Short problem 1:
In the records, write out again the part that opens with the line containing "For the benchmark, mark each instance of the blue" and runs through the end of the records, keeping every line unchanged.

Extracted text:

Nixon dubbed the likes of Deborah Kerr in The King and I, Natalie Wood in West Side Story, and Audrey Hepburn in My Fair Lady. Those ghost roles got her recognition from Time magazine, which decided to nickname her The Ghostest of the Mostest–a bad rhyme that, however, managed to stick. She also starred as Sister Sophia in The Sound of Music, sadly her only movie role.
Her talents were not only confined behind the curtains of grand Hollywood movies. Blessed with a perfect pitch, she even recorded works by Igor Stravinsky, Schoenberg, and Gershwin among others.
Let’s have a look at her most interesting performances.
1954: The King and I
When Marni Nixon was summoned by Twentieth Century Fox to ghost Deborah Kerr in The King and I, the actress was well aware that she needed to be dubbed, and the two managed to develop a friendly relationship. In fact, even though the production company made Nixon swear to secrecy, stating that, were she to spill the beans, they would make sure she would stay away from Hollywood for good, it was Kerr herself who eventually credited the soprano’s work in a later interview.
The two of them actively collaborated on set.”Whenever there was a song to be sung in a scene, I would get up and stand next to her and watch her while she sang and she would watch me while I sang,” Nixon is quoted saying on NPR. “After we recorded that song, she would have to go to the filming of it and mouth to that performance.”

Input data:

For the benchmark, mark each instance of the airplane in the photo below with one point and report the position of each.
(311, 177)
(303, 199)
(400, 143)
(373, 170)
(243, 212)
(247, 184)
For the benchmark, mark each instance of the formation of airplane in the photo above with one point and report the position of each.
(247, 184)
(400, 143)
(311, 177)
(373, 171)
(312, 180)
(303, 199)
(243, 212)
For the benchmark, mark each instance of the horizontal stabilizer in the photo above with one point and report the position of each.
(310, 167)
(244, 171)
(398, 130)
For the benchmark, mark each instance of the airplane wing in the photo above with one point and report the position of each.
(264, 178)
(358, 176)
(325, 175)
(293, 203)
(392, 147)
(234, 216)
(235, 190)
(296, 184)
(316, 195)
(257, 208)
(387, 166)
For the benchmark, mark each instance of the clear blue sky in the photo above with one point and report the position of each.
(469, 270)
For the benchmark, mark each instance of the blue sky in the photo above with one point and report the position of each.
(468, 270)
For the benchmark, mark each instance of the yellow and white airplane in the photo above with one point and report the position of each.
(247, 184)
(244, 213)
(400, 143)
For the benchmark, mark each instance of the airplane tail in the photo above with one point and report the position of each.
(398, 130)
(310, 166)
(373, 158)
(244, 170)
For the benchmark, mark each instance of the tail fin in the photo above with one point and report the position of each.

Short problem 2:
List every film title named in the text about Marni Nixon.

Expected answer 1:
For the benchmark, mark each instance of the blue sky in the photo above with one point and report the position of each.
(468, 270)
For the benchmark, mark each instance of the yellow and white airplane in the photo above with one point and report the position of each.
(247, 184)
(244, 213)
(400, 143)
For the benchmark, mark each instance of the airplane tail in the photo above with one point and report the position of each.
(398, 130)
(310, 166)
(373, 158)
(244, 170)
For the benchmark, mark each instance of the tail fin in the photo above with one point and report the position of each.

Expected answer 2:
The King and I
West Side Story
My Fair Lady
The Sound of Music